Point labeling dataset excerpts:
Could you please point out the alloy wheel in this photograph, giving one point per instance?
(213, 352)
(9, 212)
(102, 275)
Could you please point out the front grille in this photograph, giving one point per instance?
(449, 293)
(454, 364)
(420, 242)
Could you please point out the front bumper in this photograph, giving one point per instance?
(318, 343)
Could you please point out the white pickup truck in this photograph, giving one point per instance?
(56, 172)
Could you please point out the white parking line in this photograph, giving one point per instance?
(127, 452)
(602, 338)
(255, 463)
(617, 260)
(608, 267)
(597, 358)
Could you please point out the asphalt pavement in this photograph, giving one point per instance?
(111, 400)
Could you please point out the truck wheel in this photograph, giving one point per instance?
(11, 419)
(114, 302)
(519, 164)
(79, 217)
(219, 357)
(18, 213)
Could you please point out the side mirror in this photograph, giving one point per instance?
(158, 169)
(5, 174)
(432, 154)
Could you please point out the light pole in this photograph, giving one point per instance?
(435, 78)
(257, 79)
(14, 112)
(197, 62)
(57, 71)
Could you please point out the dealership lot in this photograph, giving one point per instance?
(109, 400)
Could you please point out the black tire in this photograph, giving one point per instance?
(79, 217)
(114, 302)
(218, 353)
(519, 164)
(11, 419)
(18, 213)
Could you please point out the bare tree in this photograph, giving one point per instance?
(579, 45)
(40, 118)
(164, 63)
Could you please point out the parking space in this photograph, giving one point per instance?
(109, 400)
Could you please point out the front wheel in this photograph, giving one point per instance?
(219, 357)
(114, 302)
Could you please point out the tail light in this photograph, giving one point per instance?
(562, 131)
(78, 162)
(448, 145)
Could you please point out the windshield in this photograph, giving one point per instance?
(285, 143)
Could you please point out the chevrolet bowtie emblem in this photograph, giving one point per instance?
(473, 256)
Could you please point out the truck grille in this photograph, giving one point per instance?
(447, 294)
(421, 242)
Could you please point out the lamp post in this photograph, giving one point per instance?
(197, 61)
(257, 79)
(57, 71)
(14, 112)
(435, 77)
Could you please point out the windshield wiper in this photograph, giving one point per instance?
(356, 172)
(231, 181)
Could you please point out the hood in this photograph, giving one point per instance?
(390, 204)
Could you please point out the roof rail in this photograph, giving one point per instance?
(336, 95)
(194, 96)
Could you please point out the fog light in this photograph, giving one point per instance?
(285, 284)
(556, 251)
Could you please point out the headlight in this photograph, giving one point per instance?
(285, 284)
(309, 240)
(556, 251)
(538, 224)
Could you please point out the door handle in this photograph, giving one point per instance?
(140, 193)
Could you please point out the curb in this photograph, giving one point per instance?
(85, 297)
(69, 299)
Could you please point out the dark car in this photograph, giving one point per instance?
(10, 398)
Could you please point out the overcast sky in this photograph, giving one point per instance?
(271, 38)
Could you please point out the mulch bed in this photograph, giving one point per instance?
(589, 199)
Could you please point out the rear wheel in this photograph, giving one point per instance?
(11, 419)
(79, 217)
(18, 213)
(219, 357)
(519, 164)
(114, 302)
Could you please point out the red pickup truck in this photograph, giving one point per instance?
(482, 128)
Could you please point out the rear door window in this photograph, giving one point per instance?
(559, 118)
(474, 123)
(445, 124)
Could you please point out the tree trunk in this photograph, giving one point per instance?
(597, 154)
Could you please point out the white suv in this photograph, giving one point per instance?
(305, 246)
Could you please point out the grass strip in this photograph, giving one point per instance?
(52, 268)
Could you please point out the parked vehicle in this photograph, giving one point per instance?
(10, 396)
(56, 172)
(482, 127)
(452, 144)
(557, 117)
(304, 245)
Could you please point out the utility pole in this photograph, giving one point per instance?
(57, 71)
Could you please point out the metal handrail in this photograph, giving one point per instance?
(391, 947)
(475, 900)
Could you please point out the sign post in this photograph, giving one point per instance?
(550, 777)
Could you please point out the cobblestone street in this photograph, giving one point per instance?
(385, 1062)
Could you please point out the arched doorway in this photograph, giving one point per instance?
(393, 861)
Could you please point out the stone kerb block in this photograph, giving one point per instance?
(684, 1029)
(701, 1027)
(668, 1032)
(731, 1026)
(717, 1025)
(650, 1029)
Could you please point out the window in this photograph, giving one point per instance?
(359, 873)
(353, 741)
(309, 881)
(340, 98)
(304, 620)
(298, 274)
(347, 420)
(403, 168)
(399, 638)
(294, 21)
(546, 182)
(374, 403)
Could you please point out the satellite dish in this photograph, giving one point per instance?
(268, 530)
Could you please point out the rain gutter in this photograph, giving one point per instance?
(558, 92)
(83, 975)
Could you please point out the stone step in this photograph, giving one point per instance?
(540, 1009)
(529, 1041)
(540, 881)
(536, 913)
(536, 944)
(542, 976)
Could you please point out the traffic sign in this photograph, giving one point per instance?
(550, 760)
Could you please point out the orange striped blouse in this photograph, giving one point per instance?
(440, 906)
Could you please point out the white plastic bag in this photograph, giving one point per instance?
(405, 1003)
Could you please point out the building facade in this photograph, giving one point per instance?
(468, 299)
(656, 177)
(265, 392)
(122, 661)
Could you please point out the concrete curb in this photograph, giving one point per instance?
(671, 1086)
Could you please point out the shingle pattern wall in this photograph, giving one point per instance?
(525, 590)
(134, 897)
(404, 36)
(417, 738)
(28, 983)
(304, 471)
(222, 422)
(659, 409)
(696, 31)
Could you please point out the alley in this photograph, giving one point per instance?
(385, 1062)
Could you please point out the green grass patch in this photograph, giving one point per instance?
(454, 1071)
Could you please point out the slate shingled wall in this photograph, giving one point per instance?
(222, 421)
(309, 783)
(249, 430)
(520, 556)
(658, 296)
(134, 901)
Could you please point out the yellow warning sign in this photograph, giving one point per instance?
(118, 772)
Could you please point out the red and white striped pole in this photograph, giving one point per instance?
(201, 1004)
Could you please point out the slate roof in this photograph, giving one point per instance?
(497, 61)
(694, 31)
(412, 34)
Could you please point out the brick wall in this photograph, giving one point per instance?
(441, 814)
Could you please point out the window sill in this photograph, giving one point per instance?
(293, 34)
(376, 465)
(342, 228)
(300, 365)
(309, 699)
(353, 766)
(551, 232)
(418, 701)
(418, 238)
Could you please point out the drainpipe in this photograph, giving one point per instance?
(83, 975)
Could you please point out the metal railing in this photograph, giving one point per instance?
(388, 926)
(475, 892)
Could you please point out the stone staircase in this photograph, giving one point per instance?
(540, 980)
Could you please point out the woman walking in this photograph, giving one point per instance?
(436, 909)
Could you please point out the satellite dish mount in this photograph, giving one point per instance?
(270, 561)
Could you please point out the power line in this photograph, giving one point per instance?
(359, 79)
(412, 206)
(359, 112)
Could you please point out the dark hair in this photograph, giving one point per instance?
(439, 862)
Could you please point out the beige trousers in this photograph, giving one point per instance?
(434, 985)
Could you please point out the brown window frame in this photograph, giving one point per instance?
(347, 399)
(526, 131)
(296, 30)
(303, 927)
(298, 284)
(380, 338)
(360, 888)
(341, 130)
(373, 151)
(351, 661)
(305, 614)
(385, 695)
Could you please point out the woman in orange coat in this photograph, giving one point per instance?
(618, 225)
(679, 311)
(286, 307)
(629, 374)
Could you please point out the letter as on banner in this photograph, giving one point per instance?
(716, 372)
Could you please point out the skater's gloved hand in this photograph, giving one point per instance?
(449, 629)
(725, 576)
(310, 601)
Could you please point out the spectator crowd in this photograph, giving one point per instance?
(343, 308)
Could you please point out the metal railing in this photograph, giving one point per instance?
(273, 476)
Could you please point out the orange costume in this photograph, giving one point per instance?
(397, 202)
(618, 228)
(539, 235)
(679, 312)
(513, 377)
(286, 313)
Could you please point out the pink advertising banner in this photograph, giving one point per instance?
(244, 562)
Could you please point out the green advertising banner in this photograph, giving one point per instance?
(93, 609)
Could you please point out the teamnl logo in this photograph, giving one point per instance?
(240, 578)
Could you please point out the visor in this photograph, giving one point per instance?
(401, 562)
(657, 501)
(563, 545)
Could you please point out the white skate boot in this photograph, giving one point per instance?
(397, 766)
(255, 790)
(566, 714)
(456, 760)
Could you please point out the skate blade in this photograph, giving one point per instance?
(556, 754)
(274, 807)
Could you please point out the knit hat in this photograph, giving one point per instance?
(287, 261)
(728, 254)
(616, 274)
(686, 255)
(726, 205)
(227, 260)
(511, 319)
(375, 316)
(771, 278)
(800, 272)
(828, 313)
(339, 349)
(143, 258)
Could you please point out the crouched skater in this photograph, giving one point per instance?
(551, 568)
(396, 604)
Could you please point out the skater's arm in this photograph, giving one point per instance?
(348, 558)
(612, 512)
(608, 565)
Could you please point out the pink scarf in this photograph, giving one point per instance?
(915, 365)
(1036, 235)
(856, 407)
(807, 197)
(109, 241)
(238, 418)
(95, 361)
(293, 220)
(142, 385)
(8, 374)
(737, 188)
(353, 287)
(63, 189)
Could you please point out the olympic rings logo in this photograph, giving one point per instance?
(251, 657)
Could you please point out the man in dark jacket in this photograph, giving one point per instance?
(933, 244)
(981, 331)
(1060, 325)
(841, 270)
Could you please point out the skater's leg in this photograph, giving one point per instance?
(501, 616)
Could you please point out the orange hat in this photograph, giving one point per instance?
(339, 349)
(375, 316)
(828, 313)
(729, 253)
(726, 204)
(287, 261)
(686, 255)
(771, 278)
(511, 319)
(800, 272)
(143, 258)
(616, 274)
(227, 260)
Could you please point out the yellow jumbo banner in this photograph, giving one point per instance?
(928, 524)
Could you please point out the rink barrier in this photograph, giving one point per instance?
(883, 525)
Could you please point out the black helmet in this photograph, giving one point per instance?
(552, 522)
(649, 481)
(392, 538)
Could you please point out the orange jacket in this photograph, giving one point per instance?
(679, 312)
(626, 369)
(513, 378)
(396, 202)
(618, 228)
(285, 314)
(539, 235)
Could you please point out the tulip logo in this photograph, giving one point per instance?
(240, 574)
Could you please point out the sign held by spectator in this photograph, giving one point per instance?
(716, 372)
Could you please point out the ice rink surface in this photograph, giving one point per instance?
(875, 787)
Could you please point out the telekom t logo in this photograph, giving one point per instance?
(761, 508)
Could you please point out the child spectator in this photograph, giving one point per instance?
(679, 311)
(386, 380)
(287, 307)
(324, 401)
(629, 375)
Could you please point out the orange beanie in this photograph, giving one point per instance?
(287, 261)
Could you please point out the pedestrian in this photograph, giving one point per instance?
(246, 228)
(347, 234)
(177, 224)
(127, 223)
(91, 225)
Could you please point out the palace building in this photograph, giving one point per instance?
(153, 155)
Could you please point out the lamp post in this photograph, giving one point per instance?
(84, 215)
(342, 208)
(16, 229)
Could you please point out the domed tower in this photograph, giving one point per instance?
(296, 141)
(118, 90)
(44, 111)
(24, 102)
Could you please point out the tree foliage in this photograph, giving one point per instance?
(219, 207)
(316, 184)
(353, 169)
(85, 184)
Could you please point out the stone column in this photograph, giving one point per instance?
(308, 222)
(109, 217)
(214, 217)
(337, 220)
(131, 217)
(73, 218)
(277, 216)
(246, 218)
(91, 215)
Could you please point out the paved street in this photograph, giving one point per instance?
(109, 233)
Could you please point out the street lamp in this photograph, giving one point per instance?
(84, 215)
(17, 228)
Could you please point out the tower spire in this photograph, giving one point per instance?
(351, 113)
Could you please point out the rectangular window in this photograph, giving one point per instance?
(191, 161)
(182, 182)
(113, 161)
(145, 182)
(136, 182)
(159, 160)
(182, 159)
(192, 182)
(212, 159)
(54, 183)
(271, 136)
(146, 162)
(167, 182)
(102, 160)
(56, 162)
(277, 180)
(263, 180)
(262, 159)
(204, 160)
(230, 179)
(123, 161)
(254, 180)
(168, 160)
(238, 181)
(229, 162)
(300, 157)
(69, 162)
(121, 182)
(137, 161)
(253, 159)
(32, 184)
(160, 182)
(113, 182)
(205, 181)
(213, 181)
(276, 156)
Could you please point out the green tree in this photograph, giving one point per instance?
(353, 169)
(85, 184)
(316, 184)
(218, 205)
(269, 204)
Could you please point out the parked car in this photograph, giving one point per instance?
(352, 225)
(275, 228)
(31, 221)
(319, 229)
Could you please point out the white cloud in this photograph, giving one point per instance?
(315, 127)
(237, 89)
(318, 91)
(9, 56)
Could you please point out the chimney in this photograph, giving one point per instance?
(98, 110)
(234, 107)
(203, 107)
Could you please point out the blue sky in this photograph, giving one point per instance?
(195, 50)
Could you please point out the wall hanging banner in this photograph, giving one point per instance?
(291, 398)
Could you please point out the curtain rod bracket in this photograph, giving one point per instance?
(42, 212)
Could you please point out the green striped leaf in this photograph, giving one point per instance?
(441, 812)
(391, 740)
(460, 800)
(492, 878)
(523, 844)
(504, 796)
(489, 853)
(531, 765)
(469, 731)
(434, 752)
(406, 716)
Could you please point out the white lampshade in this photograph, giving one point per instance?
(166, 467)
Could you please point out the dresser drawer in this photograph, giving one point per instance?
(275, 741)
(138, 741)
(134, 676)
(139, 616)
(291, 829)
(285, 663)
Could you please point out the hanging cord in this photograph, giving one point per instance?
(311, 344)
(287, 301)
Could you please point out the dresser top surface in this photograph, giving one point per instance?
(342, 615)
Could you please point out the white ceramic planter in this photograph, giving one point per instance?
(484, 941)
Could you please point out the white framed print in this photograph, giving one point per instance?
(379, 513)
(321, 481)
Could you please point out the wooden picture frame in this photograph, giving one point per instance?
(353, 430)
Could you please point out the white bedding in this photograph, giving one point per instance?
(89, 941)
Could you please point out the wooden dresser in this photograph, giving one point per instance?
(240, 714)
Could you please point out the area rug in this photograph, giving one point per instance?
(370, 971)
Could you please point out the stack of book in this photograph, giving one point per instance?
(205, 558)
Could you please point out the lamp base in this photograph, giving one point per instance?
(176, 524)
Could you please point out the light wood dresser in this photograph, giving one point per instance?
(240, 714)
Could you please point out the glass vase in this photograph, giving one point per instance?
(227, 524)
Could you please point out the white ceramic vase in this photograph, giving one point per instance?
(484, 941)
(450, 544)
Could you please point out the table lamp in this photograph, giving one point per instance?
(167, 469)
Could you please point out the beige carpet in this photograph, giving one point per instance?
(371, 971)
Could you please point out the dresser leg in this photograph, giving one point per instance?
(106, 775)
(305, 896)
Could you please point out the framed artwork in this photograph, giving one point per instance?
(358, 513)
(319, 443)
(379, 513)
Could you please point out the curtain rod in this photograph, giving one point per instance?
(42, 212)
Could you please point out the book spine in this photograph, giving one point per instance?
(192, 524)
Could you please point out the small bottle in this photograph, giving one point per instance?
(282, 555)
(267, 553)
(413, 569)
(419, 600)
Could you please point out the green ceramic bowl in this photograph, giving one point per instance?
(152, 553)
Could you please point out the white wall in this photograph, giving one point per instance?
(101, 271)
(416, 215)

- **What you are asked to do**:
Extract exactly the lines between the line containing "Could you please point out the curtain rod in" and the end of the data, including both.

- **Solution**:
Could you please point out the curtain rod in this photograph, giving one point per instance?
(42, 212)
Could you please point out the book spine in this photograph, giving one point per instance?
(192, 524)
Could you please point out the small bottle in this photograph, giving one point per instance?
(282, 555)
(267, 553)
(413, 569)
(419, 600)
Could you please point out the green ceramic bowl in this photograph, giving one point per instance?
(152, 553)
Could you please point out the white wall in this photograph, giving one point per instance?
(101, 271)
(416, 215)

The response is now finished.